[MATERIALS PROVIDED Boundary: Start]
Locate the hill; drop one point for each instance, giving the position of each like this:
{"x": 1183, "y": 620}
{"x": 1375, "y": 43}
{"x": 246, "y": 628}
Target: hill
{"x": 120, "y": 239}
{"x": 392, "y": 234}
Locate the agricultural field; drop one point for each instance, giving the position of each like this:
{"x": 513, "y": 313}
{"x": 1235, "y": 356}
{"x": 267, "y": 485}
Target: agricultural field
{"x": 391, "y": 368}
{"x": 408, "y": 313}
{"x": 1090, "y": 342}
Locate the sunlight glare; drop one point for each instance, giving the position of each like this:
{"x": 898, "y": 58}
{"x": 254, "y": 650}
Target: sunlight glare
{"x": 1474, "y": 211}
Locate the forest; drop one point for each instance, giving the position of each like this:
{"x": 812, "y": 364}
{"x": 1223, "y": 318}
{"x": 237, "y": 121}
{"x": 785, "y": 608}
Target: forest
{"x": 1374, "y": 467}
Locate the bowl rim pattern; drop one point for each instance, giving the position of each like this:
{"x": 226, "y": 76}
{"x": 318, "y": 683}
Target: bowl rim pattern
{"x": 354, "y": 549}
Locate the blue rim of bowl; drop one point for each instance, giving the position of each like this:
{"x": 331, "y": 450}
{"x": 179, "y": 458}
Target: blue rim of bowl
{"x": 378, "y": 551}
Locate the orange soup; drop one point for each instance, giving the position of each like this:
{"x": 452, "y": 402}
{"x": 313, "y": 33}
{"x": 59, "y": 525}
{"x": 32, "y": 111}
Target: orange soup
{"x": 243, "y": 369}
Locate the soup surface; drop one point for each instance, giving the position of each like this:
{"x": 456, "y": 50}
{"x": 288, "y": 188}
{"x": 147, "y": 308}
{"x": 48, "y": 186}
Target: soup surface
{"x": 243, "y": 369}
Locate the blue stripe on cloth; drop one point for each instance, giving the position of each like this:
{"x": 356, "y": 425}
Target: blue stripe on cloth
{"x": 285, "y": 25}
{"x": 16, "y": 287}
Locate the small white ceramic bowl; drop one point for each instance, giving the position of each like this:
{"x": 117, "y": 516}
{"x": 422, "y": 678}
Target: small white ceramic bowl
[MATERIALS PROVIDED Boundary: End]
§ EXERCISE OBJECTIVE
Each line from the one holding "Locate the small" to the end of the entries is to be written out exactly. Skip every line before it.

§ THE ANSWER
Locate the small white ceramic bowl; drop one point for each instance, giving the position of each like this:
{"x": 117, "y": 516}
{"x": 422, "y": 678}
Target: small white ceramic bowl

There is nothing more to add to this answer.